Texto citado:
•••
El estudio y la enseñanza de la Historia se debe proponer un fin pedagógico: elevar al educando, promover en él el desarrollo de las virtudes humanas y cristianas, el esclarecimiento de su inteligencia y el fortalecimiento de su voluntad –siempre con el auxilio de la Gracia Divina-. Uno de los métodos recomendados para obtener dicho fin es el mostrar aquellas personalidades arquetípicas que son un modelo a seguir, y de quienes tanto se puede aprender. .
En la historia argentina del siglo XX aparece, entre otras, la figura de un gran hombre, desconocido para muchos, que está camino a los altares, y que es un ejemplo de cristiano, padre de familia y empresario: Enrique Shaw.
Sus padres pertenecían a dos importantes familias de la alta sociedad argentina: Sara Tornquist y Alejandro Shaw. Cuando Enrique nace, sus progenitores se encontraban en Francia ya que Alejandro era representante de la casa Tornquist. Su lugar de nacimiento fue París. No obstante, Enrique fue cien por ciento argentino. De joven ingresó en la Armada Argentina, lo que lo llevó a sentir más fuertemente a la Patria. Contrajo matrimonio con Cecilia Bunge, miembro, también, de una de las familias más influyentes del país. O sea, que por su entorno familiar, pertenecía a lo que algunos llaman, despectivamente, la “oligarquía". No es cristiano atacar a una persona sólo por su pertenencia social, ya que las virtudes evangélicas se pueden cultivar en cualquier contexto. Por otra parte, muchas de estas familias habían sido protagonistas fundamentales de la historia argentina del siglo XIX, y poseían un hondo sentimiento de pertenencia nacional, a pesar de muchos de los errores que puedan haber cometido algunos de sus miembros. La vida de Enrique se va a caracterizó por eso: su preocupación por la expansión social del Reino de Cristo, y el servicio a la Patria.
•••
Datos de origen
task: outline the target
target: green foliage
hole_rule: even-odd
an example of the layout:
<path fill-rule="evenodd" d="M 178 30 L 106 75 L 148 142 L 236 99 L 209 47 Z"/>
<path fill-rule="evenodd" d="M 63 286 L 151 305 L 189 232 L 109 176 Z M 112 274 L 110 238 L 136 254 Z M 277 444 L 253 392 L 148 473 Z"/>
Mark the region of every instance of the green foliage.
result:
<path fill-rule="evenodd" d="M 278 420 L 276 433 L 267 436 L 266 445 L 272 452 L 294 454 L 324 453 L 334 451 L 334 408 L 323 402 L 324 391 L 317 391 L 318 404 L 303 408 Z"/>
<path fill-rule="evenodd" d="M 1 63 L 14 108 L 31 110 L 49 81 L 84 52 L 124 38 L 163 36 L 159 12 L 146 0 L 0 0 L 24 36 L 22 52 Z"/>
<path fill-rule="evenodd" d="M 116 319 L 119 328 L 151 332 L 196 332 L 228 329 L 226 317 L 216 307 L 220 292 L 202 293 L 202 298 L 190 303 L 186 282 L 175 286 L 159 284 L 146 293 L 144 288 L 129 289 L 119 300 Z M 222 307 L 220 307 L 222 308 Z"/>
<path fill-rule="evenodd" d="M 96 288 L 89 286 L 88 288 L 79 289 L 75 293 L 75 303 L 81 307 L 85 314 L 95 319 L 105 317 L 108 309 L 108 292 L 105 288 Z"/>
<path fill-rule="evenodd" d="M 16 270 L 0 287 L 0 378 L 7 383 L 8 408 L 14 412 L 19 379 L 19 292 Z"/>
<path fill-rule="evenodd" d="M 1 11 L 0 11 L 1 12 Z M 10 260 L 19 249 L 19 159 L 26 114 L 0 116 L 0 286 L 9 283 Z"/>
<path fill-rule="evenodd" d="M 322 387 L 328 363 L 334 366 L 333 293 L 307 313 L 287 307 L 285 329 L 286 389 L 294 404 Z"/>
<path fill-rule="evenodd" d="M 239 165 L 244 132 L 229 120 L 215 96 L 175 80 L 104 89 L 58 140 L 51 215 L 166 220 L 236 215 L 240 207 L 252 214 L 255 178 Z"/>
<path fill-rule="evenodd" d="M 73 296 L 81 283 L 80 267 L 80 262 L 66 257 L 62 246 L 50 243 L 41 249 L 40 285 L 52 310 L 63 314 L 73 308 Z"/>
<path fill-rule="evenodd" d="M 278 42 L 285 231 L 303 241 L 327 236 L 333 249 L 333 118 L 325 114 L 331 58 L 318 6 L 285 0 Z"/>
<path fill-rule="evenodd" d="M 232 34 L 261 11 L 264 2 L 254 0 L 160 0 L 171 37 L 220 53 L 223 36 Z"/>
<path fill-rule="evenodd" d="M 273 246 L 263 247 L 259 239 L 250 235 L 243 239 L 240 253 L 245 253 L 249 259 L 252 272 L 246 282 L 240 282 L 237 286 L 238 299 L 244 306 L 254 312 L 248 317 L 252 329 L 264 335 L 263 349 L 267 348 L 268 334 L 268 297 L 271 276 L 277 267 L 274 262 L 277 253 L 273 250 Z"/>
•••
Tarea: Prolonga el texto sobre Enrique Shaw a partir de su última oración.

Respuesta:
Habiendo dejado la marina, la Providencia lo llevó a ejercer tareas ejecutivas en empresas a las que estaba ligado por vínculos familiares. Desde allí, su preocupación principal fue llevar al mundo de los negocios, las directivas de la Doctrina Social de la Iglesia, preocupándose más por la promoción humana de sus obreros y empleados, que por las utilidades empresariales. Si bien es cierto que consideraba muy importante la eficiencia en su labor empresarial, sin embargo, ésta era para él sólo un medio encaminado a mejorar la condición social de las personas que le eran encomendadas. Se oponía tenazmente a toda competencia destructiva, ya que pensaba que la misma era perjudicial para las familias de muchos obreros. Para él el mando era un servicio, y procuraba un trato cordial y familiar para sus empleados, dedicándoles el tiempo que ellos necesitasen. Evitaba, además, todo tipo de abuso. Su conducta era lo opuesto de lo que proclama cierto liberalismo, que hace del mercado una jungla en la que las libertades de unos se devoran a la libertades de otros. Reconocía el valor que tiene un espacio de libertad que permita a los hombres de negocios margen para su creatividad, pero lo entendía enmarcado en fuertes límites morales.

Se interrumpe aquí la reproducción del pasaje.